— Excerpts from segmentation records —
^^^^
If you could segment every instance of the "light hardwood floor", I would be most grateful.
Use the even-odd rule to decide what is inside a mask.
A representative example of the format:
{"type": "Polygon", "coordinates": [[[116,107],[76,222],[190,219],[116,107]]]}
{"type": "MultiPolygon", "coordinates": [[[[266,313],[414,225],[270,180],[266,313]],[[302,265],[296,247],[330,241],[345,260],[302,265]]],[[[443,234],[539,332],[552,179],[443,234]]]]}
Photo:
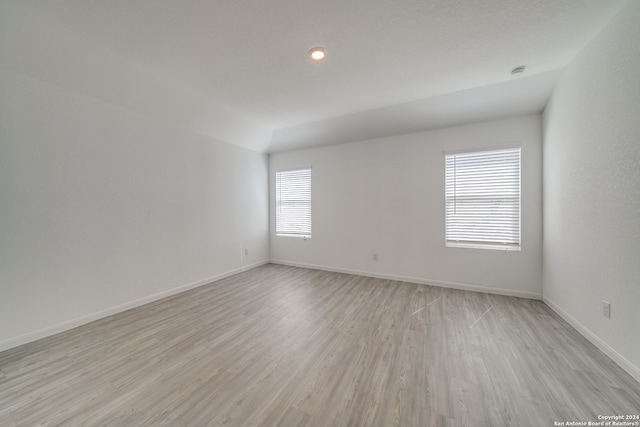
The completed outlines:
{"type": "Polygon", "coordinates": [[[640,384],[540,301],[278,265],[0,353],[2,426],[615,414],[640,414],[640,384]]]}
^^^^
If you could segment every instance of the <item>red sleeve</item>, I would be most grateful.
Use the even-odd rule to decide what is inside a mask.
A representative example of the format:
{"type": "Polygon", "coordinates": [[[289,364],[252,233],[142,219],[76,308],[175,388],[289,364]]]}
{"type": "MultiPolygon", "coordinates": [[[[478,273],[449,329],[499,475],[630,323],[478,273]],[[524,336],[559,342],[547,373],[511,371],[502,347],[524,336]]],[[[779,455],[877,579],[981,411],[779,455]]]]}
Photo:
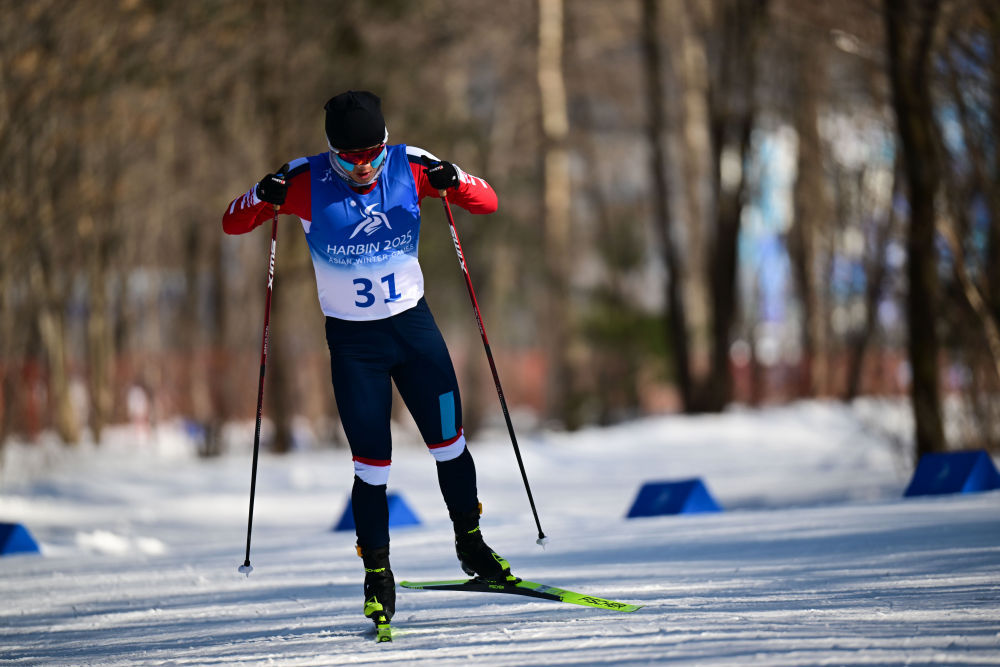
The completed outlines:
^^^^
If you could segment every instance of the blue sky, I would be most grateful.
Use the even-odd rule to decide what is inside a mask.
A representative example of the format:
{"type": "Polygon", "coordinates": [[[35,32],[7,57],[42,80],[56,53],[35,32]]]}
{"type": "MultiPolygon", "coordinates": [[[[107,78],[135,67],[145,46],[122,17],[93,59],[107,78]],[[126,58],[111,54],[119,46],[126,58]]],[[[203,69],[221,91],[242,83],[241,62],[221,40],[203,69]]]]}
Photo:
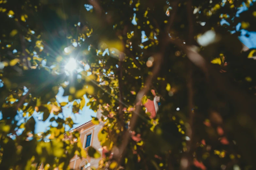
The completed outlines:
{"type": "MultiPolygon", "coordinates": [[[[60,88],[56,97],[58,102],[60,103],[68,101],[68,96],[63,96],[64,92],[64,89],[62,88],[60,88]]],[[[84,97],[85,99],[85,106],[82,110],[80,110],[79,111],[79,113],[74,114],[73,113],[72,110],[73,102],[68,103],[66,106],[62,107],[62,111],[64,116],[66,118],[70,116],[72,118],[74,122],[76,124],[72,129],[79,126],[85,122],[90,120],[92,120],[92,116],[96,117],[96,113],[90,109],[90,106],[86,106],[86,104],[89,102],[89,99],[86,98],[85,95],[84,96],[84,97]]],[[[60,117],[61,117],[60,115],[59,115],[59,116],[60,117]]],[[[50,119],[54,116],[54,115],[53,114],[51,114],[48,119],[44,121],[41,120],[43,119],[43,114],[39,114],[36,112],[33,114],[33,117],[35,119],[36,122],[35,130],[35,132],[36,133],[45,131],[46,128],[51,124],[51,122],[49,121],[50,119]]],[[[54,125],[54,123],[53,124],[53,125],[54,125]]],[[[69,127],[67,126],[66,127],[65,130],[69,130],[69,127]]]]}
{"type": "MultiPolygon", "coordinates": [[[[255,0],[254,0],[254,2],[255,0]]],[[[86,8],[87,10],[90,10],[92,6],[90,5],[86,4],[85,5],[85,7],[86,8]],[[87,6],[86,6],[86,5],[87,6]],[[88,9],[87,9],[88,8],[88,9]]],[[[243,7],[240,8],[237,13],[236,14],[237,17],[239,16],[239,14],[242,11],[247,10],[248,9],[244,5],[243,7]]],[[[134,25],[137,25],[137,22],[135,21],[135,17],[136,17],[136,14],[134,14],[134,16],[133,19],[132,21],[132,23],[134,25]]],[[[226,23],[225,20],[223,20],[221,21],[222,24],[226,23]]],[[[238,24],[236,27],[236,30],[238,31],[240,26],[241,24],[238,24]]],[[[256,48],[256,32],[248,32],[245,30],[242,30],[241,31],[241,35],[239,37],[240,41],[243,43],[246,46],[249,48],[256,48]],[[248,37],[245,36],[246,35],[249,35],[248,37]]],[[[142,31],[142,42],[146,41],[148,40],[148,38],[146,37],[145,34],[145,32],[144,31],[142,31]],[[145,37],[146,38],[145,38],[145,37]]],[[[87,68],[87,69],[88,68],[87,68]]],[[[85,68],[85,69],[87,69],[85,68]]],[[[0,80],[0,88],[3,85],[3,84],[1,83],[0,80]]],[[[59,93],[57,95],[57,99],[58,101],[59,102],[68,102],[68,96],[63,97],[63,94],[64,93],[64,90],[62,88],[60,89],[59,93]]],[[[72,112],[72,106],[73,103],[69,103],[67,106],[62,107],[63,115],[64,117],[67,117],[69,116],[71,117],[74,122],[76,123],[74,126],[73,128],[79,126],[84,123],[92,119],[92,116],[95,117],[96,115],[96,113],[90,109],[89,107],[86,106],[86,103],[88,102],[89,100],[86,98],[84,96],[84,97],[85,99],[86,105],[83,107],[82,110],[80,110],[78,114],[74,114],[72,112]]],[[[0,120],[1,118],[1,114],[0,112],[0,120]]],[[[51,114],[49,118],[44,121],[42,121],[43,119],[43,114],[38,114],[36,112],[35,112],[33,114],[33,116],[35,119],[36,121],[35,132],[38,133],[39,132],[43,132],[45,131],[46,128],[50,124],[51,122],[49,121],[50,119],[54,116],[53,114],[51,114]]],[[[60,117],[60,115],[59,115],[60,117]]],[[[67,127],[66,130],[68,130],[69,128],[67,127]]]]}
^^^^
— DIRECTIVE —
Return each line in the records above that contains the word "most".

— FINAL ANSWER —
If you could segment every instance of the "light hardwood floor", I would be most grateful.
If you could segment every instance of the <item>red sleeve</item>, I would be most grateful.
If you could segment every instance of the blue sky, I would be most grateful.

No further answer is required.